• [WORK ITEM]:
Which lines of the records contain the word "glacial"? Show each of them.

***** DATASET ENTRIES

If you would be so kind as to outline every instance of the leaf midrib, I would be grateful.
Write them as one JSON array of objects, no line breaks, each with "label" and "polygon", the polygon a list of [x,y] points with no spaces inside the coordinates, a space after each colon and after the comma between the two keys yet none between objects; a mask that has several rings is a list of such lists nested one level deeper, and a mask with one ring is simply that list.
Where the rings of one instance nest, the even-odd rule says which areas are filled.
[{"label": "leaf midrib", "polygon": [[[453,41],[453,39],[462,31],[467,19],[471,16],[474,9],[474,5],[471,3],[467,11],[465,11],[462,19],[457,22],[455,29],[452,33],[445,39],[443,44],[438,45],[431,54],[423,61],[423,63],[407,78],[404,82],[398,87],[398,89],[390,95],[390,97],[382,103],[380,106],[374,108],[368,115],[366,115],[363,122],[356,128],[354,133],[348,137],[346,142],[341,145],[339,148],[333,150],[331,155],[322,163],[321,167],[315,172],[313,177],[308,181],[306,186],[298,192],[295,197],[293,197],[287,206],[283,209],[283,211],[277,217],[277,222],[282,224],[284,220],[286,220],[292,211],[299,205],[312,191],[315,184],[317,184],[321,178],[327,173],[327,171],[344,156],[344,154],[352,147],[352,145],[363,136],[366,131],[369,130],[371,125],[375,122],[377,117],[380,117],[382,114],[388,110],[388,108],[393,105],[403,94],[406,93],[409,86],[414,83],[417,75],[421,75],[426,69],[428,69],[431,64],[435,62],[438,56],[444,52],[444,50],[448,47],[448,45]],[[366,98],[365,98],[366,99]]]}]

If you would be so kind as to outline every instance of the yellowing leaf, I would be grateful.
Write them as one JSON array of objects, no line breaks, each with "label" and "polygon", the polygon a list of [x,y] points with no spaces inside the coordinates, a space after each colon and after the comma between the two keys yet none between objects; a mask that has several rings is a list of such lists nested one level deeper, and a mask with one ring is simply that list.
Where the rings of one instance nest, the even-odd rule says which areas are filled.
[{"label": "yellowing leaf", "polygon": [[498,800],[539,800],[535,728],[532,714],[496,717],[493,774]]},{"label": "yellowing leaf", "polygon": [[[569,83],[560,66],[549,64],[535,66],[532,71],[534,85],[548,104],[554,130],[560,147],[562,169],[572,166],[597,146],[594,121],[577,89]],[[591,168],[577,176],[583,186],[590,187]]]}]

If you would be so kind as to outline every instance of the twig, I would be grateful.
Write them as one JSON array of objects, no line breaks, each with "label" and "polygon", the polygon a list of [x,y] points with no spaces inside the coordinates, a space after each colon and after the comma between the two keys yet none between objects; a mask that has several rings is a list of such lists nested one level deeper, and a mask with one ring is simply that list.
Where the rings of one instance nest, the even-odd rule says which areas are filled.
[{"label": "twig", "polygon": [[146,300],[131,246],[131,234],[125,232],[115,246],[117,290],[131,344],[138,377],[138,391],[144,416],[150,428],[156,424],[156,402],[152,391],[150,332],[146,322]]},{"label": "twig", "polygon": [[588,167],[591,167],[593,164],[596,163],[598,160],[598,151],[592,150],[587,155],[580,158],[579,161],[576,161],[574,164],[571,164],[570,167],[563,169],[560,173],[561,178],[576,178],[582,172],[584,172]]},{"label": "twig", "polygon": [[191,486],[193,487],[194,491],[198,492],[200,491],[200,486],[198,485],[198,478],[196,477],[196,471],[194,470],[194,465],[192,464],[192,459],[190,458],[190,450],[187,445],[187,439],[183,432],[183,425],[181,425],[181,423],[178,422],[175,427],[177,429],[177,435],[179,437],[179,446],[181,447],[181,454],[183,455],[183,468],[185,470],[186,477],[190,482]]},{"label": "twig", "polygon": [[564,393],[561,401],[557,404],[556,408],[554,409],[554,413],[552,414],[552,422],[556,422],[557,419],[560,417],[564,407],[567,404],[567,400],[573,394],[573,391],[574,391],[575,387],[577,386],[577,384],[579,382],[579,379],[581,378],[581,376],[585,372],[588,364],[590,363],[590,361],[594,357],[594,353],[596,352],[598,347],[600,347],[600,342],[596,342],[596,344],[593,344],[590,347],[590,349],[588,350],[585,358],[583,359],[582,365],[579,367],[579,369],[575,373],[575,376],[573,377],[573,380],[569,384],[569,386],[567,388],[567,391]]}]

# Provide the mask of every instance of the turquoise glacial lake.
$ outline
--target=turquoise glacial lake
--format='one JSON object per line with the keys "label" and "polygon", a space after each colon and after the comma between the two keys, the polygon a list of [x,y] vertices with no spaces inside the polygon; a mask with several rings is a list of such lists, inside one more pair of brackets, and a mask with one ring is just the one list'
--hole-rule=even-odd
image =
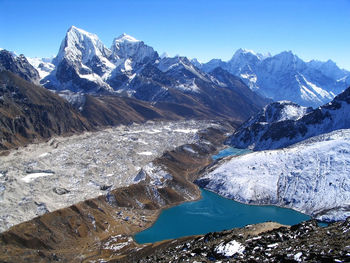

**********

• [PROBLEM SOLUTION]:
# Provide the mask of every instance of the turquoise glacial lake.
--target=turquoise glacial lake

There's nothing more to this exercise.